Image point annotation entries:
##############################

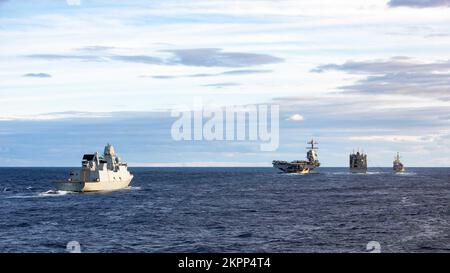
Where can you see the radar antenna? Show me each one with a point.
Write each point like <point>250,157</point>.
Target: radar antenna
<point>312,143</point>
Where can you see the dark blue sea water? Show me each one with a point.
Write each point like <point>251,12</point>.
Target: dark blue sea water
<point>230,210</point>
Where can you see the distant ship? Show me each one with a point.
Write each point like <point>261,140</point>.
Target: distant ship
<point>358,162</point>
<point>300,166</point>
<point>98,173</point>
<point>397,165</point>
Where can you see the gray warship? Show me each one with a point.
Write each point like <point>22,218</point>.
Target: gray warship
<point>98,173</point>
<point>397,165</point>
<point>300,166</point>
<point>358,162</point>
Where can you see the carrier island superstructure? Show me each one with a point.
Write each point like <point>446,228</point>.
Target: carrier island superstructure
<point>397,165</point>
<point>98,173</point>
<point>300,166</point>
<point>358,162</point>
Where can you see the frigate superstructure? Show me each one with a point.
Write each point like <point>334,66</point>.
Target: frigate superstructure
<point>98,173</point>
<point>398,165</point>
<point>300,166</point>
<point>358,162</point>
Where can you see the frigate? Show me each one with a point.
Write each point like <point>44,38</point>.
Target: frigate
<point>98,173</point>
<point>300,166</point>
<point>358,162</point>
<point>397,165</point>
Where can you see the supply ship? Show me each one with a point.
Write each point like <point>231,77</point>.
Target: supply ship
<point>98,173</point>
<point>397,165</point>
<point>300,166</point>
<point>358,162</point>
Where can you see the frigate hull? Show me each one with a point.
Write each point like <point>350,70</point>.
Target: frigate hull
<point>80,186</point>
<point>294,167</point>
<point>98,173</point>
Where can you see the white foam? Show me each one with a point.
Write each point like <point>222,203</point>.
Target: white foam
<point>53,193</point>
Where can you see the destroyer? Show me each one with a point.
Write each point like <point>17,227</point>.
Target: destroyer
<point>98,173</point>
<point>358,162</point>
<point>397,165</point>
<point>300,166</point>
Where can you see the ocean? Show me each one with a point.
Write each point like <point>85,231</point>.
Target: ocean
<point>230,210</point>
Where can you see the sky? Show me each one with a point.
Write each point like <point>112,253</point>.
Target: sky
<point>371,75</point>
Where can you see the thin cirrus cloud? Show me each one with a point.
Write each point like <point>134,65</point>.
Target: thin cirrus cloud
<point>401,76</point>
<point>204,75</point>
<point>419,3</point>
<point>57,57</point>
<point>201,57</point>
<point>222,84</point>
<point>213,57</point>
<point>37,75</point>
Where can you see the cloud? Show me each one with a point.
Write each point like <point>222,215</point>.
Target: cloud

##############################

• WORK INSTRUCTIONS
Reproduce, word for word, the lines from the one containing "Where can you see the cloud?" through the end of the entries.

• EXERCISE RESPONSE
Where can you see the cloud? Show me each one with a point.
Write each point like <point>222,215</point>.
Target: cloud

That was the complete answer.